• _Assignment_
Your reply should hold exactly the lines from the one that contains "Where can you see the hooded" through the end of the data. Repeat them word for word.

▬▬▬

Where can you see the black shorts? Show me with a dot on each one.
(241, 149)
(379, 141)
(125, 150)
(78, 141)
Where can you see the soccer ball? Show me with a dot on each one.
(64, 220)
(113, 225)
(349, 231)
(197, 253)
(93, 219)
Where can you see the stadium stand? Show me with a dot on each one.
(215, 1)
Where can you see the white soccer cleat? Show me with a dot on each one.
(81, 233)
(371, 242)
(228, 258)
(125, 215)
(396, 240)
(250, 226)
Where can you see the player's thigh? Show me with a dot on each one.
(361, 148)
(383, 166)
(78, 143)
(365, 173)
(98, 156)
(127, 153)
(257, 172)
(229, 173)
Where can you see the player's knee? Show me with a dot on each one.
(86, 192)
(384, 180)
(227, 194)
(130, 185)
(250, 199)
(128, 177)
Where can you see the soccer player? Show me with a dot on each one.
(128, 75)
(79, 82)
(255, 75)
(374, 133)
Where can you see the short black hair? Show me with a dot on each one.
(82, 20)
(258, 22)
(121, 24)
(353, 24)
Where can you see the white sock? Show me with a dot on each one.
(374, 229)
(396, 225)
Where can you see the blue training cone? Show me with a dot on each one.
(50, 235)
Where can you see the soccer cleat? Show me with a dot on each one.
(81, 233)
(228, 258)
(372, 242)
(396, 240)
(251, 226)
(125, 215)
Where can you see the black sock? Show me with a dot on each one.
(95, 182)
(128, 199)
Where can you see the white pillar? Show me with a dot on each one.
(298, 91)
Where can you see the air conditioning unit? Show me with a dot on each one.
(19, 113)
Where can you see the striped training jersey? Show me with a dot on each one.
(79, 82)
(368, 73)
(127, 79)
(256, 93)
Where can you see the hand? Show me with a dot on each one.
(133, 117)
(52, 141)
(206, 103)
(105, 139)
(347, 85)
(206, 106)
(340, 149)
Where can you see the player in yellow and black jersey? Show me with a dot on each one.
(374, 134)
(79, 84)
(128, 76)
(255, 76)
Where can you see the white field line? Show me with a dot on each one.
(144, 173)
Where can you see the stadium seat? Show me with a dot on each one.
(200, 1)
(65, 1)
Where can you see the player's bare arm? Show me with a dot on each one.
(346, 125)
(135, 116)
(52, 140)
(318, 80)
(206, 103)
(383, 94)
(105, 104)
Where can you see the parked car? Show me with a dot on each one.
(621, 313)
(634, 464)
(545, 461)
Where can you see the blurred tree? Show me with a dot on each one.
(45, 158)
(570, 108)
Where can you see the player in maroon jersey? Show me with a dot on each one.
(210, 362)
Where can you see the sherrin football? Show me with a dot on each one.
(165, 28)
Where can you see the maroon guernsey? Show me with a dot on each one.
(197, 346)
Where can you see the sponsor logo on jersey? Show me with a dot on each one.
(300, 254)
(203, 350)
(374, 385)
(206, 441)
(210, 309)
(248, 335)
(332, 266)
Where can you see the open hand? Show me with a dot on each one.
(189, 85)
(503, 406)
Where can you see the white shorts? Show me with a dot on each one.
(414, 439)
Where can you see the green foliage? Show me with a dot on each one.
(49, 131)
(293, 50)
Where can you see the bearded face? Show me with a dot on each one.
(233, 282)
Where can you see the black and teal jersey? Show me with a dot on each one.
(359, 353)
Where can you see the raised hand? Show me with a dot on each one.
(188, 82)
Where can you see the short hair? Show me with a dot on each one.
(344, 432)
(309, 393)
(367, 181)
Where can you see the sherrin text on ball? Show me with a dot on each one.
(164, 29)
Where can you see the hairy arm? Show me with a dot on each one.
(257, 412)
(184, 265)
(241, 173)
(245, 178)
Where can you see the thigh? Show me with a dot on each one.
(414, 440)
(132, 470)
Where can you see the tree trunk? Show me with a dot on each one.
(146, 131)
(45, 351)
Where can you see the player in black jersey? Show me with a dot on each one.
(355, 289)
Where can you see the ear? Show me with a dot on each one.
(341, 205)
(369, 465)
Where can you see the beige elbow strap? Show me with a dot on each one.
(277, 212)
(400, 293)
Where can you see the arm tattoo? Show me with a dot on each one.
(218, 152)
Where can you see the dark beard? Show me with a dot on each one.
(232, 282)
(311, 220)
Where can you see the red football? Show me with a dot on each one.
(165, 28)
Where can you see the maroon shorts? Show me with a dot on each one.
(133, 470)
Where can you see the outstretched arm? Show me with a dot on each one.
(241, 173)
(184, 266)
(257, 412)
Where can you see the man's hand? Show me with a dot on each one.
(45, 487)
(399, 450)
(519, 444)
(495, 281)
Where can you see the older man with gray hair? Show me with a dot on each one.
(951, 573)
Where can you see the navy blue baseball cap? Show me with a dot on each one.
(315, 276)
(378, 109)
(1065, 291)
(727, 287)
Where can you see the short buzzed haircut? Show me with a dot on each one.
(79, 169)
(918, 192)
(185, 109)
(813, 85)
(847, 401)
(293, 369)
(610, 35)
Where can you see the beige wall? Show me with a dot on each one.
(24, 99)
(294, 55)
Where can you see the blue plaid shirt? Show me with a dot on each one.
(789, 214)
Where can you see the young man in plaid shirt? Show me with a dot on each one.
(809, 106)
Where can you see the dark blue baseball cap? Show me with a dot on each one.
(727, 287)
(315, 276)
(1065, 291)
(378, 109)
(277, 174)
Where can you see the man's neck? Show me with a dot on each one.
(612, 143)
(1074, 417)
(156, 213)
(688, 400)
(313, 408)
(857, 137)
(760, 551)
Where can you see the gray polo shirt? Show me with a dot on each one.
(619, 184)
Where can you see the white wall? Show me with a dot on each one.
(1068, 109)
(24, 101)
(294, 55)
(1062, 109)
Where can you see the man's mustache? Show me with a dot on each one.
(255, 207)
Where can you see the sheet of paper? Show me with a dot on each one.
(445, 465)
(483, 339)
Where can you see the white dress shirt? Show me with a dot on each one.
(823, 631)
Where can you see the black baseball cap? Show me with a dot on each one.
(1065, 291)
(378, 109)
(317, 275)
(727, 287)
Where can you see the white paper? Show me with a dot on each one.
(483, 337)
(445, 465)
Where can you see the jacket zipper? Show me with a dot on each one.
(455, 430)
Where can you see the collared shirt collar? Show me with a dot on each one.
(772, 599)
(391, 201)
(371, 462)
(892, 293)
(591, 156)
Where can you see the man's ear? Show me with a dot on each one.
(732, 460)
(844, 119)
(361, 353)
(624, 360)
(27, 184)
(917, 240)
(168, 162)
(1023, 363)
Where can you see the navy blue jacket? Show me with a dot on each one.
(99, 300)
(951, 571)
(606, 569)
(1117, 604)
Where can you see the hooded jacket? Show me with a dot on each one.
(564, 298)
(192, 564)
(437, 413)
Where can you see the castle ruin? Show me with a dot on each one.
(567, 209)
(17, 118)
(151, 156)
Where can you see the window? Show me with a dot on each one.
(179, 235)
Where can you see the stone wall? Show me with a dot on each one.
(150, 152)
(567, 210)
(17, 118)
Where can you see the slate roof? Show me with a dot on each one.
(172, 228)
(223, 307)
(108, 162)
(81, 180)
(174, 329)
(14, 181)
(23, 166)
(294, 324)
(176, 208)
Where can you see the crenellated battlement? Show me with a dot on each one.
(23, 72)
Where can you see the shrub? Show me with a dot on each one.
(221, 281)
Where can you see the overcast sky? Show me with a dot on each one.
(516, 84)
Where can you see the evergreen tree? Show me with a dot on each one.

▬▬▬

• _Result for this task_
Where can you see the hooded jacket? Show me with a dot on each one.
(564, 298)
(192, 564)
(437, 413)
Where can you see the castle ruin? Show me with a dot on each one.
(567, 209)
(17, 118)
(151, 156)
Where can you see the window? Show me with a dot on each one.
(179, 235)
Where can you see the stone wall? Show me with a dot on each one.
(150, 152)
(567, 210)
(17, 118)
Where can you see the slate roof? Show me with a dot on each one.
(172, 228)
(223, 307)
(108, 162)
(81, 180)
(174, 329)
(14, 181)
(23, 166)
(294, 324)
(176, 208)
Where can you see the crenellated battlement? Show me with a dot on each one.
(23, 72)
Where can you see the shrub? Show me with a dot on each one.
(221, 281)
Where can you see the overcast sky? Show me with a dot on each one.
(516, 84)
Where can you see the evergreen tree? Show me with a dot on each one.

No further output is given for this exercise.